→ WORK TO BE COMPLETED
If a line appears in the data below, it must appear in your answer exactly as given.

(DATA)

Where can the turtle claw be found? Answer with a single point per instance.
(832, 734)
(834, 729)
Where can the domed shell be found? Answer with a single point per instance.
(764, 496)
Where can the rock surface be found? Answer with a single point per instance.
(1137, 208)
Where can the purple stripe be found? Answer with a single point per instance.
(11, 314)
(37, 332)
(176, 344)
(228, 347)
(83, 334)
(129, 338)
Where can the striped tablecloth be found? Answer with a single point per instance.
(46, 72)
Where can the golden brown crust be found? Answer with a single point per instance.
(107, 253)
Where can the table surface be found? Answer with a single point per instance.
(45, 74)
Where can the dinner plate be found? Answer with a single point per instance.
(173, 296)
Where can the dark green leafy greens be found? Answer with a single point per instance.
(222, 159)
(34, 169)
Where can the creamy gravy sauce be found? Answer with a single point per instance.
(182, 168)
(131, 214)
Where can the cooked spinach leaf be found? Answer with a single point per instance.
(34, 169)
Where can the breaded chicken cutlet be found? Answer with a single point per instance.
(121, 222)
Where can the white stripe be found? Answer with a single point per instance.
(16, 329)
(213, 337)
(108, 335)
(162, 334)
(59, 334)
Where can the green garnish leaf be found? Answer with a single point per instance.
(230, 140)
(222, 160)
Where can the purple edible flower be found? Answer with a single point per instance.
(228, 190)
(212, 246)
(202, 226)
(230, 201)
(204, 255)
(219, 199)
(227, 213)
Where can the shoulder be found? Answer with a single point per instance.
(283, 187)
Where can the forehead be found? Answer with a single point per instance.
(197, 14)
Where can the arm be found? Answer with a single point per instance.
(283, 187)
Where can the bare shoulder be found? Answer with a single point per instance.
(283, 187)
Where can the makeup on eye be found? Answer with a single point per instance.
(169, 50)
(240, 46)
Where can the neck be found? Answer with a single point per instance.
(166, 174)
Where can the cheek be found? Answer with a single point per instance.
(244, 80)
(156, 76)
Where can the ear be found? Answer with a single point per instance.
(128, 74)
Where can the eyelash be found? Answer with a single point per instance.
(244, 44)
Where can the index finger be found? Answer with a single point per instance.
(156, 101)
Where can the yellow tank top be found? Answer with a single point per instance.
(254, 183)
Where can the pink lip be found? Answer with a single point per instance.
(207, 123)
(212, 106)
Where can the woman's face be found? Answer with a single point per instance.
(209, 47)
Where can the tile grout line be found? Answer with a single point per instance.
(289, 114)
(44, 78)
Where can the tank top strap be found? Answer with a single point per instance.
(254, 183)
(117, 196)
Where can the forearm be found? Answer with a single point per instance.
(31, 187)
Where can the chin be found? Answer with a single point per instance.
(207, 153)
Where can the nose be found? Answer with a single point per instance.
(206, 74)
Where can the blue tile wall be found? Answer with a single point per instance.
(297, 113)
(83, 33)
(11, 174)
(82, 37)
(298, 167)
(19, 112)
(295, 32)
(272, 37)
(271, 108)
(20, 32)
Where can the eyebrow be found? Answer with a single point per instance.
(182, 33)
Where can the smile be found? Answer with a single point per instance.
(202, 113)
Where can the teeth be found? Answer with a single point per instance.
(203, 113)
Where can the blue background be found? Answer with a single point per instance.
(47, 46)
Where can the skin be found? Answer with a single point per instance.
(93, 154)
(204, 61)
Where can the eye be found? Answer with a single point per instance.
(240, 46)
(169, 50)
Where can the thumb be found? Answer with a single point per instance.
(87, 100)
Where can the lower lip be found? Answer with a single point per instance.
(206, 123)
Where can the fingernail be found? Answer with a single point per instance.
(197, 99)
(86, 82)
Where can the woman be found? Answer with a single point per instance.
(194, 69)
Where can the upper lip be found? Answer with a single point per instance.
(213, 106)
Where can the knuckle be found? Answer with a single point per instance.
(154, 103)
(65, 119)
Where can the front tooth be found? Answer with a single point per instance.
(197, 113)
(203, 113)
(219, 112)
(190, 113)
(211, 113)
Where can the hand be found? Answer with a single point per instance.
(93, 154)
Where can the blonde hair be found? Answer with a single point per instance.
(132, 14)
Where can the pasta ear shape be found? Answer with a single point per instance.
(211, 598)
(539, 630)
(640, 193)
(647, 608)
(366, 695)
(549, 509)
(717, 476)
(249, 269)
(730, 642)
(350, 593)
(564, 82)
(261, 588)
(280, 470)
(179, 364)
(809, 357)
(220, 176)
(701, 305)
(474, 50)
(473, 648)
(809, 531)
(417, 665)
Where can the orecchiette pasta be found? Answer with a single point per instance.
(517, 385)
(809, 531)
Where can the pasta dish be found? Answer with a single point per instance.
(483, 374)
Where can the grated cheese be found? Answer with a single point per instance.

(End DATA)

→ TASK ANSWER
Where can the turtle claw be found? Answer with a single point per instance.
(832, 734)
(834, 729)
Where can the domed shell be found? Answer with a single point per instance.
(764, 496)
Where can the rock surface be found? Answer with a single point per instance.
(1137, 208)
Where can the purple stripe be found? Answer with a single point per instance.
(11, 314)
(37, 332)
(176, 344)
(228, 347)
(83, 334)
(129, 338)
Where can the striped tablecloth be found? Answer with a single point per instance.
(46, 72)
Where can the golden brown crust be found? Answer with a single point per instance.
(107, 253)
Where can the table surface be found? Answer with a single point per instance.
(45, 74)
Where can the dinner plate be found? Answer with a single point per instance.
(173, 296)
Where can the dark green leafy greens be found? Answer with a single point per instance.
(222, 159)
(34, 169)
Where can the creamy gravy sauce be found? Answer with a single point per instance.
(182, 168)
(131, 214)
Where can the cooked spinach leaf be found? Answer with a single point per instance.
(34, 169)
Where can the breaded chicken cutlet be found? Answer with a single point per instance.
(121, 222)
Where can the white stripe be found? Answer with a single point per instance.
(16, 329)
(213, 337)
(108, 335)
(162, 334)
(59, 334)
Where can the green garnish leaf be found? Answer with a single point per instance.
(230, 140)
(222, 160)
Where can the purple edible flower be found? Answer with a single point per instance.
(228, 190)
(212, 246)
(202, 226)
(230, 201)
(204, 255)
(219, 199)
(227, 213)
Where can the shoulder be found? Answer with a single point per instance.
(283, 187)
Where can the forehead be found? Answer with a single point per instance.
(197, 14)
Where can the arm be found? Answer with a single point per instance.
(283, 187)
Where can the bare shoulder be found? Answer with a single point per instance.
(283, 187)
Where can the makeup on eye be found? Answer with a single point per instance.
(169, 50)
(240, 46)
Where can the neck be found? Answer with a single point per instance.
(166, 174)
Where can the cheek be found? Answer with a single point per instance.
(244, 80)
(156, 76)
Where can the ear be found? Answer with a single point per instance.
(128, 74)
Where can the eyelash be found? Answer with a single point per instance.
(244, 44)
Where can the index finger be found? Answer with a single point per instance.
(156, 101)
Where can the yellow tank top be found? Answer with a single point per instance.
(254, 183)
Where can the pink lip be found? Answer with a single point per instance.
(207, 123)
(212, 106)
Where can the woman's face be found? Answer with a single point per instance.
(209, 47)
Where can the tile grout line be found? Answer with a single point per instance.
(289, 114)
(44, 78)
Where can the tank top strap be found? Answer with a single point per instance.
(254, 183)
(117, 196)
Where can the forearm be found? Answer with a single point per instance.
(31, 187)
Where can the chin be found? Answer with a single point per instance.
(207, 153)
Where can the nose be found? Answer with a single point per instance.
(206, 74)
Where can the blue tile wall be found? Answer with a single point per instance.
(297, 113)
(83, 33)
(11, 174)
(82, 37)
(298, 167)
(19, 112)
(295, 32)
(272, 37)
(271, 108)
(20, 32)
Where can the eyebrow be found? Answer with a single point per instance.
(182, 33)
Where can the smile be found? Answer with a single point per instance.
(202, 113)
Where can the teeth be found? Answer with a single point per instance.
(203, 113)
Where can the blue background be found? Answer with a single point per instance.
(47, 46)
Where can the skin be found? Answer with a single point per instance.
(93, 154)
(204, 61)
Where can the eye be found? Answer with a single point per instance.
(240, 46)
(169, 50)
Where can the thumb be found? Answer with a single point per instance.
(87, 100)
Where can the lower lip be found? Answer with a single point per instance.
(206, 123)
Where can the fingernail be found? Answer with a single point per instance.
(197, 99)
(86, 82)
Where can the woman be found? Answer with a single point per instance.
(194, 69)
Where can the upper lip be found? Answer with a single point per instance.
(213, 106)
Where can the knuckle be found? Answer with a single point per instance.
(154, 103)
(65, 119)
Where can the front tooth be found? Answer with a single point per instance.
(197, 113)
(203, 113)
(219, 112)
(190, 113)
(211, 113)
Where can the hand be found? Answer with a single point per instance.
(93, 154)
Where can the blonde hair be found? Answer with a single point per instance.
(132, 14)
Where can the pasta ear shape be found? Answer with a single point per instance.
(211, 598)
(539, 630)
(640, 193)
(647, 608)
(366, 695)
(549, 509)
(717, 476)
(249, 269)
(730, 642)
(350, 593)
(564, 82)
(261, 588)
(280, 470)
(179, 364)
(809, 357)
(220, 176)
(701, 305)
(474, 50)
(473, 648)
(809, 531)
(417, 665)
Where can the orecchiette pasta be found? Answer with a single point per instance.
(517, 385)
(809, 531)
Where can the pasta dish be found? Answer with a single point per instance.
(483, 374)
Where can the grated cheese be found? Answer with a single point per instance.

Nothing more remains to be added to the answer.